The data must be returned in full and exactly as given.

(Object location annotation data)
★ ★ ★ ★ ★
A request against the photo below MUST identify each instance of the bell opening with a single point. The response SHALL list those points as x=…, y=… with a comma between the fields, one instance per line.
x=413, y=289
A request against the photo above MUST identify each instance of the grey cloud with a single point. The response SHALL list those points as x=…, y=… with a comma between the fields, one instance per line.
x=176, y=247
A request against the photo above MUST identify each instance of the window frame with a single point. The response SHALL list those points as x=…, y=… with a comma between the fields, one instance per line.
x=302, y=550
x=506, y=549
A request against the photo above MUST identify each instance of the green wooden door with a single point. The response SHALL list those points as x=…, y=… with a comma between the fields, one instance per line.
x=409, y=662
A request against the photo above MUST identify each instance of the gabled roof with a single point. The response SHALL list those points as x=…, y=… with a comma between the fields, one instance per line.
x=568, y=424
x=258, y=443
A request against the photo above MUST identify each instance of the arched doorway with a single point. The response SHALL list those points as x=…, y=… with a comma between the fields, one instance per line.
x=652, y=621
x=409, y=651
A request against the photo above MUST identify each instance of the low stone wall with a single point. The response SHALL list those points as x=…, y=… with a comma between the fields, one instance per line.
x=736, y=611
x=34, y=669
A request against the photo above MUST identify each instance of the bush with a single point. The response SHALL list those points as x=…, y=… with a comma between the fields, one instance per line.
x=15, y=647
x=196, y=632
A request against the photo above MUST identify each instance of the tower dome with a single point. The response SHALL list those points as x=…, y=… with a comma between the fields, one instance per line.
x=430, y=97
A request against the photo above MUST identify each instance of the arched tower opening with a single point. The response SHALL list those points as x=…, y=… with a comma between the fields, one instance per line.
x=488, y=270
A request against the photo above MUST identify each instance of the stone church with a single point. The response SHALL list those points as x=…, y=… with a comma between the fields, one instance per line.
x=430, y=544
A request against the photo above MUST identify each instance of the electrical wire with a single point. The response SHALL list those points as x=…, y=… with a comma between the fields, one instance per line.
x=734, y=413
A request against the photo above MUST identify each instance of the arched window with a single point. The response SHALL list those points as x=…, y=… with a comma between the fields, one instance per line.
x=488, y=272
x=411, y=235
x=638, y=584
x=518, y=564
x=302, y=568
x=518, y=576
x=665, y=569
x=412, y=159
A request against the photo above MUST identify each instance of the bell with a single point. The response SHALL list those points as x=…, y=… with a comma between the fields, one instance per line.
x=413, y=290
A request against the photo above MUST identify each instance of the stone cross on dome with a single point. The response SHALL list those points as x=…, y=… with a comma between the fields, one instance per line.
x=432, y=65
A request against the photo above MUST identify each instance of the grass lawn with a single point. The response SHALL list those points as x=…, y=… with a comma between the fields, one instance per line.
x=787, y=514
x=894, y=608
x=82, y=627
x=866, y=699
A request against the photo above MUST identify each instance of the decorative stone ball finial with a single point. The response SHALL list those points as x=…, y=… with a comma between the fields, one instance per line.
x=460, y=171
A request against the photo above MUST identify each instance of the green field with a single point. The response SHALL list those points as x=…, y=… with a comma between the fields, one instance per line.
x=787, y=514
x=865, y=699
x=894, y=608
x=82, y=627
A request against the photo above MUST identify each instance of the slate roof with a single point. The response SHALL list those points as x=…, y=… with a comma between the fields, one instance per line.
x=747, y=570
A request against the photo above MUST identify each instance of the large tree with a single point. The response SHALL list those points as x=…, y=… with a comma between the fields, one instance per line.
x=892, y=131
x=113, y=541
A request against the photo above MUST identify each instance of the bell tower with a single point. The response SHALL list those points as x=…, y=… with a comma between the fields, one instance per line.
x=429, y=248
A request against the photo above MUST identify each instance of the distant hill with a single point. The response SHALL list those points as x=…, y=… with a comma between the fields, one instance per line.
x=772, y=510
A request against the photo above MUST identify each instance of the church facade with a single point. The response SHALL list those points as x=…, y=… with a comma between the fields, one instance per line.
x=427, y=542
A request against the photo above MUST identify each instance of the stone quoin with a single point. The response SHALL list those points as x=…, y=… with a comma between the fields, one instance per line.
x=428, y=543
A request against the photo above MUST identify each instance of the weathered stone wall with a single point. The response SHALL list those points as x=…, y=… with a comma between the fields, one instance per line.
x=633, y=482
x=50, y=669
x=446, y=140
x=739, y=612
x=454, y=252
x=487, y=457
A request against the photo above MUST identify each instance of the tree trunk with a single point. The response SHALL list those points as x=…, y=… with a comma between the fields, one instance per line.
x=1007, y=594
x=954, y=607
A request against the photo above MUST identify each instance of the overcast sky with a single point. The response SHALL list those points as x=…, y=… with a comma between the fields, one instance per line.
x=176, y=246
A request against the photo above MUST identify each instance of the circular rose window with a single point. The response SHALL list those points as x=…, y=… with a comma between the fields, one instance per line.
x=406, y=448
★ ★ ★ ★ ★
EXERCISE RESULT:
A request against the photo below MUST identify each instance of the bell opening with a single point. The response SHALL list those points as x=…, y=… with a comma between the fields, one instance per line.
x=413, y=289
A request against the photo above MUST identify each instance of the grey cloud with a single point. The response SHALL list those points as x=…, y=… with a comma between the fields, one instance per line.
x=176, y=247
A request against the photo above MUST identify each instance of the window frame with a single point. The response SHALL list those points as x=…, y=… with a comma between the fields, one instance per line.
x=302, y=550
x=506, y=549
A request against the photo above MUST identify each instance of the green wooden door with a single point. The response SHALL list those points as x=…, y=… with a comma between the fields, one instance per line.
x=409, y=662
A request against the photo above MUST identify each instance of the gabled roof with a single point. The response SHALL list those points as x=…, y=… with a comma between the fields, one instance per line.
x=568, y=424
x=258, y=443
A request against the photo above MUST identify each instance of the arched doorway with a single point. The response SHALL list those points as x=…, y=… with a comma between the fields, one instance per line.
x=652, y=621
x=409, y=651
A request against the photo above MUST identify each instance of the low stone wall with a single point. The response SHALL list those points as x=…, y=… with a comma between the fields, one instance per line.
x=736, y=611
x=34, y=669
A request against the photo above MUST identify each instance of the bush with a single point. The response SHALL list those points as x=…, y=… with a comma between the fields, one instance per line.
x=15, y=647
x=196, y=632
A request against the photo above MUST identify each instance of the tower dome with a single point. The response SHALL list those points as x=…, y=… with a comma between the fields, one instance per line.
x=430, y=97
A request against the photo above MUST identify each instance of the arched tower opening with a single point. The response SHALL list those points as x=…, y=… with a comma between the fields, one instance per line.
x=488, y=270
A request against the photo above MUST identify each instance of the stone church with a single point. The response SHALL list those points as x=…, y=… with a comma between the fields, one instance per line.
x=430, y=544
A request against the photo above MUST identify each instance of the electrical wire with a single point. The response SHALL list those points as x=…, y=… with a comma between the fields, one instance per line.
x=734, y=413
A request against the photo above MUST identify each instance of the arched window with a single point. The response SHALL list those points as x=…, y=… with a comma between the fields, one instance per line.
x=488, y=272
x=411, y=235
x=638, y=584
x=518, y=564
x=302, y=568
x=518, y=576
x=665, y=569
x=412, y=159
A request against the photo above MUST identify each instance of the bell with a single point. The response SHALL list those points as x=…, y=… with a comma between the fields, one instance per line.
x=413, y=290
A request against the photo above MUST identify each instance of the stone cross on dome with a single point. The response SHALL list those points as x=…, y=… with a comma between the fields, one instance per line.
x=432, y=65
A request against the photo above MUST identify each instance of the grass lawn with a single point. The response SHALL list those points as x=…, y=… with a comma between the fields, one instance per line.
x=787, y=514
x=894, y=608
x=82, y=627
x=866, y=699
A request against the photo above MUST identify each instance of the decorative stone ball finial with a single point. The response SHALL list those points as x=…, y=… with a comma between the fields, one instance per line.
x=460, y=171
A request against the photo above MUST identify each instance of the green field with a single point. The response SHALL list those points as x=…, y=… with a comma between the fields, one instance per line.
x=787, y=514
x=865, y=699
x=894, y=608
x=82, y=627
A request against the photo above MUST identify each instance of the slate roof with a single point. The response SHALL list those points as x=…, y=… with a comma between the fields, one instance per line.
x=747, y=570
A request against the photo above MUST identify each instance of the large tree with a single point. The response SHALL list those points as x=…, y=… with a comma between the fields, one instance per line.
x=892, y=131
x=113, y=541
A request against the photo above MUST identify each instance of the bell tower with a single point. The response SHALL list those points as x=…, y=… with a comma between the fields, one instance per line.
x=429, y=248
A request against the photo above MUST identify each instance of the distant hill with a single point. The response SHALL list those points as x=…, y=… with a comma between the fields, one instance per line.
x=772, y=510
A request against the photo above MUST identify each instance of the church facade with a single point. The response SHALL list those points as x=…, y=… with a comma between the fields, one instance per line.
x=427, y=542
A request against the photo above MUST identify each instance of the stone quoin with a single point. The response SHALL list those points as x=…, y=… with a comma between the fields, one instance per line.
x=428, y=543
A request against the photo above MUST identify each instance of the weathered stone wall with a single point. The response SHALL list those points as x=…, y=… with a comma between the fields, one instance per line.
x=633, y=482
x=50, y=669
x=446, y=140
x=739, y=612
x=454, y=252
x=487, y=457
A request against the photo above MUST identify each instance of the tree trunk with a single point. The response SHALL list those points as x=…, y=… with a comma between the fields, one instance per line.
x=1007, y=594
x=954, y=607
A request against the photo above MUST identify each instance of the overcast sky with a single point. The response SHALL list those points as x=…, y=… with a comma between the fields, one instance per line.
x=176, y=246
A request against the photo above MUST identify each instance of the circular rose window with a single point. The response SHALL list those points as x=…, y=… with a comma between the fields, one instance per line.
x=406, y=448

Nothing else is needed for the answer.